I just told my husband that I do not want to monetarily support traditional publishing and its authors anymore. I’m so sick of all these authors who only see their own bottom line and enthusiastically buy into all of the lies. I’m so sick of everyone ignoring how much better for readers Amazon is. Trad pub’s artificially high prices exploit readers, Amazon’s low prices are good for readers. It’s that simple. These authors have no excuse. All of the information is out there. I won’t be buying anymore books published by New York. If I want to read a trad published book I’ll either get it from the library or used through Amazon. I’m sorry for the authors who don’t support Hachette’s agenda but are stuck in the system, but I won’t support the publishers. If those authors want my money they will need to self publish.
Each camp is going to do what it wants. Let’s just be happy that at least our position is being heard and the writers who actually DO want change are now able to find it.
I buy my books almost exclusively online (Smashwords, Amazon, etc). I’ve bought one or two trad pubbed books, but I mostly stopped buying them long before I even came to understand the nuances of the current war in the industry. And that’s because of price and selection. Ultimately trad pub is fighting for and really believes that prices should be much higher. I don’t think they’re going to be convinced otherwise and as we know from the way things go in the U.S., that camp usually loses because Americans like lower prices. Trad pub is going to eventually bury themselves. It won’t be today or tomorrow, but they are staking out their position. They’ve picked out their plot and they’re happy with it. So be it. Time to sit back and observe what happens.
This is a culture war.
It’s not only in publishing, it’s in Hollywood.
The old guard, and those who support it, will fight with as much force as it will take, like the Krell machine, to maintain their superior positions and keep us an underclass.
http://nikkifinke.com/advisory-commentary-guild-amptp-deals-coming/
Nikki Finke was brave enough to tell the truth about the Hollywood system. Are the multinational conglomerates of publishing any different, really?
It definitely is a culture war.
Douglas Preston says, “we feel strongly that no bookseller should block the sale of books or otherwise prevent or discourage customers from ordering or receiving the books they want.” Should I assume this means he is terribly upset that most brick & mortar bookstores refuse to carry my Amazon-published titles? Because, it’s funny. I don’t hear too many people screaming about that.
And you won’t, Catherine, as I don’t have to tell you. In another context (say, yours, Preston and his signatories would be lining up to defend a retailer’s sacred right to carry only the books they want to carry. In his own, it’s a crime against humanity.
He must had been terrible upset when Kobo pulled down all self-published titles.
Don’t be silly. Those aren’t real books.
They didn’t pull down ALL self-published books.
My question is this: isn’t it generally accepted that as technology advances a product, the price of that product gets lower? And don’t companies who make these products take that into account and plan accordingly? And isn’t part of that plan to look for ways to innovate in order to create an even more attractive next-generation product?
Have publishers been asleep all these years?
No, they are just napping.
The big publishers have been very successfully raising prices for the last thirty years, even as printing and distribution costs went down. They did this by buying all the smaller publishers and colluding with each other to keep prices high and keep new players out of the market.
********************
Required task 1
From the comment thread about book publishing, quote the passage between "Don’t be silly." and "all these years?", inclusive.
********************
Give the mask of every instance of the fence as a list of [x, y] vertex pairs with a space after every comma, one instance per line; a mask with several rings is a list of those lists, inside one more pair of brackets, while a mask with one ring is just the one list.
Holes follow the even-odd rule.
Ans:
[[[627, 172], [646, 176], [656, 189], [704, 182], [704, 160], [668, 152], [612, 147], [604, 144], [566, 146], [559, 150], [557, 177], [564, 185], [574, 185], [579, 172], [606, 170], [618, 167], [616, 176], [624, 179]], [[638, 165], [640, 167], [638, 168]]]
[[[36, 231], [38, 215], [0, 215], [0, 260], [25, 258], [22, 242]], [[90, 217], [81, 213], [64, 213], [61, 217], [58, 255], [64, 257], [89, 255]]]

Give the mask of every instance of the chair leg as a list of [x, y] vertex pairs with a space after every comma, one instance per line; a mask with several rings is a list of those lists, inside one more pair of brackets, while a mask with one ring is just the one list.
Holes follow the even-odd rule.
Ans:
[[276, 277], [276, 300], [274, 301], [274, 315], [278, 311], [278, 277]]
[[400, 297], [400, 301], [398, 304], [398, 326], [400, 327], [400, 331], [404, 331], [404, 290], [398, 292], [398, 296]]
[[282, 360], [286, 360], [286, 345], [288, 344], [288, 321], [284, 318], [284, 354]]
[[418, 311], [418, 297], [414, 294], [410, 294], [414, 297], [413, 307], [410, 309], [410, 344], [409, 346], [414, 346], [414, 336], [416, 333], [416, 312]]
********************
Required task 2
Rewrite the rows from their first line through the line holding "257], [89, 255]]]", inclusive, replacing "fence" with "railing" and changing nothing else. Give only those lines.

Correct answer 1
Don’t be silly. Those aren’t real books.
They didn’t pull down ALL self-published books.
My question is this: isn’t it generally accepted that as technology advances a product, the price of that product gets lower? And don’t companies who make these products take that into account and plan accordingly? And isn’t part of that plan to look for ways to innovate in order to create an even more attractive next-generation product?
Have publishers been asleep all these years?

Correct answer 2
Give the mask of every instance of the railing as a list of [x, y] vertex pairs with a space after every comma, one instance per line; a mask with several rings is a list of those lists, inside one more pair of brackets, while a mask with one ring is just the one list.
Holes follow the even-odd rule.
Ans:
[[[627, 172], [646, 176], [656, 189], [704, 182], [704, 160], [668, 152], [612, 147], [604, 144], [566, 146], [559, 150], [557, 177], [564, 185], [574, 185], [579, 172], [606, 170], [618, 167], [616, 176], [624, 179]], [[638, 165], [640, 167], [638, 168]]]
[[[36, 231], [38, 215], [0, 215], [0, 260], [25, 258], [22, 242]], [[90, 217], [81, 213], [64, 213], [61, 217], [58, 255], [64, 257], [89, 255]]]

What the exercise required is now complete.